((

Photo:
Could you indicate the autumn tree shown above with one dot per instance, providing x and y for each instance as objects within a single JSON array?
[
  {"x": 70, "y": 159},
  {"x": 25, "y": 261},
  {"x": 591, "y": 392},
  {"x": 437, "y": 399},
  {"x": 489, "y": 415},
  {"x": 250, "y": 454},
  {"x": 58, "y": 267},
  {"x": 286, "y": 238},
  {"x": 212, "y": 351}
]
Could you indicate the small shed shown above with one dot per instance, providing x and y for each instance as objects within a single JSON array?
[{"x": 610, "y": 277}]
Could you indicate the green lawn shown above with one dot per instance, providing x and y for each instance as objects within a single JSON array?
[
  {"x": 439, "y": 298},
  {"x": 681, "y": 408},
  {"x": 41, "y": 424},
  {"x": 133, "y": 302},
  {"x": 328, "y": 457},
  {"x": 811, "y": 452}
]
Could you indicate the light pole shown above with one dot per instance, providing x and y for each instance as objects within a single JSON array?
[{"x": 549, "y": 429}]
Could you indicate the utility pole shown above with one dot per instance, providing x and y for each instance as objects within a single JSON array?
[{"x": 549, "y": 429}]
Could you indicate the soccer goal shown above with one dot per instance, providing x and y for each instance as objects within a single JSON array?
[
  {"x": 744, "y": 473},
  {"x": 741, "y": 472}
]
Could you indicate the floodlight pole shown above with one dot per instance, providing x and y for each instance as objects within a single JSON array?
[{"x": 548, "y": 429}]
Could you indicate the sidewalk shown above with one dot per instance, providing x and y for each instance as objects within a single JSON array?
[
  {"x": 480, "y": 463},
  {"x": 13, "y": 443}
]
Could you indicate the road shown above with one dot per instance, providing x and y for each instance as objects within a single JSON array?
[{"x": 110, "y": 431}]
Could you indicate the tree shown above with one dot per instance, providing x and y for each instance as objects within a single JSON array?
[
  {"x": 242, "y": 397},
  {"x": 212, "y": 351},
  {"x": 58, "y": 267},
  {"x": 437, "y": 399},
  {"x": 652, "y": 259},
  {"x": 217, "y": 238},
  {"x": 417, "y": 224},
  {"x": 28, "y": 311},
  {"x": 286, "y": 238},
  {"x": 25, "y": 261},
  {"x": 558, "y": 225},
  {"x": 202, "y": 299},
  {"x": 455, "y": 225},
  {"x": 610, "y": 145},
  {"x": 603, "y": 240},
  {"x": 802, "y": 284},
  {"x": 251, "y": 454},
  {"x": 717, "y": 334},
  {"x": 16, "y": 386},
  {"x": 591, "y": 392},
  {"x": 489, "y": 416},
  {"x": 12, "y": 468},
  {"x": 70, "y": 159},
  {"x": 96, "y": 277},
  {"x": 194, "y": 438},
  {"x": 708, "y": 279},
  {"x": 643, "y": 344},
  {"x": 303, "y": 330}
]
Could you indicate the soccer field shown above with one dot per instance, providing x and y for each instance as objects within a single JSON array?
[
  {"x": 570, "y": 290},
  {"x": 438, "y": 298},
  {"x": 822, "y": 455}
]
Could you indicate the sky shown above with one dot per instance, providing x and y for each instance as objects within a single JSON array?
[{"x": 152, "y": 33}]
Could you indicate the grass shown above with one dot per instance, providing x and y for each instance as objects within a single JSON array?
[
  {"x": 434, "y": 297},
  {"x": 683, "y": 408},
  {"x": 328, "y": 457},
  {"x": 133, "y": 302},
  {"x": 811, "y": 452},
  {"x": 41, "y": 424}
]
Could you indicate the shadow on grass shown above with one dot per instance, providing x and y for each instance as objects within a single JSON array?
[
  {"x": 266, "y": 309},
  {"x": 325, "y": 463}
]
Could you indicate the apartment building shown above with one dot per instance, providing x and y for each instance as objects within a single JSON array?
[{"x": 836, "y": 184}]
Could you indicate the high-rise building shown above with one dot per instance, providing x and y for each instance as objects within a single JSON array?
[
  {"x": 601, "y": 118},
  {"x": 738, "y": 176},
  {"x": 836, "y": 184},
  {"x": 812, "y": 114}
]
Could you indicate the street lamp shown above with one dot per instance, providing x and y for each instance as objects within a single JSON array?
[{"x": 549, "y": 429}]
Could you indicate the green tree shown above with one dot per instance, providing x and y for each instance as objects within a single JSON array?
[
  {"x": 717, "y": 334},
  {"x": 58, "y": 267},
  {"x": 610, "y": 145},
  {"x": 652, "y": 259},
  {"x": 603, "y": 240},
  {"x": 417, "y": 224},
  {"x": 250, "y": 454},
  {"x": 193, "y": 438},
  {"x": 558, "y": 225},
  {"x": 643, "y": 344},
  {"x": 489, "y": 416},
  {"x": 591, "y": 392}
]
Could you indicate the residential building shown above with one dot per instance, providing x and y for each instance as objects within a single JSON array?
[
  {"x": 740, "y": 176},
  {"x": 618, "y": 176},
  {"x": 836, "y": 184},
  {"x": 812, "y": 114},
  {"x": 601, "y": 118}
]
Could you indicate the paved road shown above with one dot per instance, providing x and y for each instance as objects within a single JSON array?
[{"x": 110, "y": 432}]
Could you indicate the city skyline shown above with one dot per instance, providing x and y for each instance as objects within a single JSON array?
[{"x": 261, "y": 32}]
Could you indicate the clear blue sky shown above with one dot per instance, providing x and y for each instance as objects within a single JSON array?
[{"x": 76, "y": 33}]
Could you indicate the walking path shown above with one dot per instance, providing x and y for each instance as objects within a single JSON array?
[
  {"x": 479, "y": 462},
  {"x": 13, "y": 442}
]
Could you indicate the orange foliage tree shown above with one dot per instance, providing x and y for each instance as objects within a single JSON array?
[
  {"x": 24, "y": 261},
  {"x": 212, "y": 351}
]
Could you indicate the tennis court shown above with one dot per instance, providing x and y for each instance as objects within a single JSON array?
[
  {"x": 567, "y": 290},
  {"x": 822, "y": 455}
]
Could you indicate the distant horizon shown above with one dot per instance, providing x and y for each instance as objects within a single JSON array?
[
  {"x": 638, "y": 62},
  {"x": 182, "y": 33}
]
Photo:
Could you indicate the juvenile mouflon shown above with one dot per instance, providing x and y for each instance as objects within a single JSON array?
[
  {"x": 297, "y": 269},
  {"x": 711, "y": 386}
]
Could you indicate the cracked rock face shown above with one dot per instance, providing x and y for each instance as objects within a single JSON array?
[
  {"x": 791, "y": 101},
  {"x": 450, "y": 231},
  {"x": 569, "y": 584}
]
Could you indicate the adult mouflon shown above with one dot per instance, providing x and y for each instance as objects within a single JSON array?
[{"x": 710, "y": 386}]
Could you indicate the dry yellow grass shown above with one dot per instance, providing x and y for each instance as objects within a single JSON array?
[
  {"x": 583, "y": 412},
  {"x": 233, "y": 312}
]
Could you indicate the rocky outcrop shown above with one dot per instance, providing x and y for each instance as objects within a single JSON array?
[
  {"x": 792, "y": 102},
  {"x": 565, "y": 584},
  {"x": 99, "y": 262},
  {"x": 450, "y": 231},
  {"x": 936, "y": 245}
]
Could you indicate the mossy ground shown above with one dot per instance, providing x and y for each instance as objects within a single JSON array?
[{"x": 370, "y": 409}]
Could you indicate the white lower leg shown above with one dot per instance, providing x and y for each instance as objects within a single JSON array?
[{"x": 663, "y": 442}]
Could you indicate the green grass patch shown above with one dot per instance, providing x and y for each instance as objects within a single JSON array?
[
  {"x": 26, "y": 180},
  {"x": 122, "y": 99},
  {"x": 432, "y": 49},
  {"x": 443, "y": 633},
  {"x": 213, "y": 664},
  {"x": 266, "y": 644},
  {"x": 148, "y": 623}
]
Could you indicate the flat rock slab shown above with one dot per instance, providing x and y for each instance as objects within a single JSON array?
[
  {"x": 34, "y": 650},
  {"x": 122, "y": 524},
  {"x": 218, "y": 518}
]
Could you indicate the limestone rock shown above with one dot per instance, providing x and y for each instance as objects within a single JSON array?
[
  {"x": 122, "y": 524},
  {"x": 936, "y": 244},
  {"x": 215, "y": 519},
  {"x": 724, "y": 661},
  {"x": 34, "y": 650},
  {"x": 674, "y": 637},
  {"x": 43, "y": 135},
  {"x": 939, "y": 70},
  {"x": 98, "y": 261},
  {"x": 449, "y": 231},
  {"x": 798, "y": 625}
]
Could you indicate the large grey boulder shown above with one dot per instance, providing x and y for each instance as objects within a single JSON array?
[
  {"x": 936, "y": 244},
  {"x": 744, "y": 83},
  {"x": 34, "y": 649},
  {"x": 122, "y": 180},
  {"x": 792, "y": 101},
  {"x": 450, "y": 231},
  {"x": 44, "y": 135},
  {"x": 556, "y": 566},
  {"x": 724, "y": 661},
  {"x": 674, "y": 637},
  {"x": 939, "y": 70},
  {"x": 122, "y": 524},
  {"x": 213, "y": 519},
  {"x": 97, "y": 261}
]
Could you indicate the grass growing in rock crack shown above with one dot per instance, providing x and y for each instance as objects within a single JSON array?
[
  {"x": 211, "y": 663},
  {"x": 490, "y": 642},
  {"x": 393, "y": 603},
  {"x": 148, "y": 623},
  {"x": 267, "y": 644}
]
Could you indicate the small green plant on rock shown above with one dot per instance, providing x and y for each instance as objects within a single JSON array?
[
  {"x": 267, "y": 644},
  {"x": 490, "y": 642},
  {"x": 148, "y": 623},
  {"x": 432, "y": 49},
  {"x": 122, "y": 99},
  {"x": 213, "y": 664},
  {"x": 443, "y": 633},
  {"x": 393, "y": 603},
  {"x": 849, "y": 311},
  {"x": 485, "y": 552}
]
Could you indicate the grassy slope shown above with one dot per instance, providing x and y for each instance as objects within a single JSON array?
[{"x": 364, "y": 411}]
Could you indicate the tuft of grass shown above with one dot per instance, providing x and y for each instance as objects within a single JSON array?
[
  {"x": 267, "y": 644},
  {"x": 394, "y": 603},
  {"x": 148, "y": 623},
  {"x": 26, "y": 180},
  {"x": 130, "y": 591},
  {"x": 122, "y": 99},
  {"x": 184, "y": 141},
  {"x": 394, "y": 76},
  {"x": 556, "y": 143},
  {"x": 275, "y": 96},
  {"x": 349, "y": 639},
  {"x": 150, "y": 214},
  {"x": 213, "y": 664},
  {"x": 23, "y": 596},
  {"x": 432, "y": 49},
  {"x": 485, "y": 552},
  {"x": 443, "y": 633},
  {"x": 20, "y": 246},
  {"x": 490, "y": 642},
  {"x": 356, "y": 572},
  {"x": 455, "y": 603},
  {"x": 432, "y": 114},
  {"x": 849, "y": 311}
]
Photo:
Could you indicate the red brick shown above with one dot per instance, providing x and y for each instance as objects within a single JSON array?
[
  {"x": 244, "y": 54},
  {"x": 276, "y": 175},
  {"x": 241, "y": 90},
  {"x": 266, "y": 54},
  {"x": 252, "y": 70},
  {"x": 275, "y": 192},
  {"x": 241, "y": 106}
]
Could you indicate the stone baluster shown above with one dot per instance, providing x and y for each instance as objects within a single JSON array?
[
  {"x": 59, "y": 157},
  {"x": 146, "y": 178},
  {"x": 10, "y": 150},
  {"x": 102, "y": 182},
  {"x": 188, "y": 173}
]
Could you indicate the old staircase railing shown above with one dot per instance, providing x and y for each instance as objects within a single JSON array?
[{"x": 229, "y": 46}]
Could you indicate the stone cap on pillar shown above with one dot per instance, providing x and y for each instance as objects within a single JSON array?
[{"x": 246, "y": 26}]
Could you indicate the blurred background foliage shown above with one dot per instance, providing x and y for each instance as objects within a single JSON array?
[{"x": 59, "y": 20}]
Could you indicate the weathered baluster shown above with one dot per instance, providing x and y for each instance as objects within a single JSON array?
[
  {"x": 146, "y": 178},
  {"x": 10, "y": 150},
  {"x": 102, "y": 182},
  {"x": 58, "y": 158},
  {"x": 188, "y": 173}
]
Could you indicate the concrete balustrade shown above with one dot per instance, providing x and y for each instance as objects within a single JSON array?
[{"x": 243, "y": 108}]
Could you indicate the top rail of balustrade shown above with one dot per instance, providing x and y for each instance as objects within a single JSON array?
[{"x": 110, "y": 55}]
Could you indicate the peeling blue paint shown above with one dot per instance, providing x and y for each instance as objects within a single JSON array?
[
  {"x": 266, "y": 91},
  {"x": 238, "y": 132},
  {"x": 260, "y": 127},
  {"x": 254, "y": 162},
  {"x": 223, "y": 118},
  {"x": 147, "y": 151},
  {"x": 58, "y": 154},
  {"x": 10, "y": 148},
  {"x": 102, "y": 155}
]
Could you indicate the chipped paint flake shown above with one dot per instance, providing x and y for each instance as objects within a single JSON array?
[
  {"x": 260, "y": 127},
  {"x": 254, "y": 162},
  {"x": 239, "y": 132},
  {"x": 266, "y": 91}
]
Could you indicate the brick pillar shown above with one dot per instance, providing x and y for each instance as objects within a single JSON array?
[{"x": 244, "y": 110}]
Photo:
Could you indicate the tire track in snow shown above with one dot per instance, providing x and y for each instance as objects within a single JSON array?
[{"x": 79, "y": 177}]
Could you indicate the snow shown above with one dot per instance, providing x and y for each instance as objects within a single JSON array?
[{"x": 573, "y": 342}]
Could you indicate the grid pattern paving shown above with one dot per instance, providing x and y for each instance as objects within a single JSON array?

))

What needs to be done:
Starting at the line that contains "Could you indicate the chipped", print every line through the end of the listing, word for word. Leave out all the rest.

Completed exercise:
Could you indicate the chipped paint flake shown above with one dot per instance, providing x and y for each instance as objects within a single JSON array?
[
  {"x": 260, "y": 127},
  {"x": 254, "y": 162},
  {"x": 239, "y": 132},
  {"x": 266, "y": 91}
]
Could you indicate the brick pillar shown above with one dot per instance, providing x and y for each instance as objects within a single JSON array?
[{"x": 244, "y": 110}]
Photo:
Could you indicate the tire track in snow shown above with one dot per instance, providing x and y for each instance as objects within a single JSON array?
[{"x": 79, "y": 177}]
Could you indicate the snow shown above with one dot per instance, providing x and y for each instance as objects within a single JSON array?
[{"x": 573, "y": 342}]
Could you indicate the grid pattern paving shown above with one dot per instance, providing x and y for each instance as objects within a single JSON array?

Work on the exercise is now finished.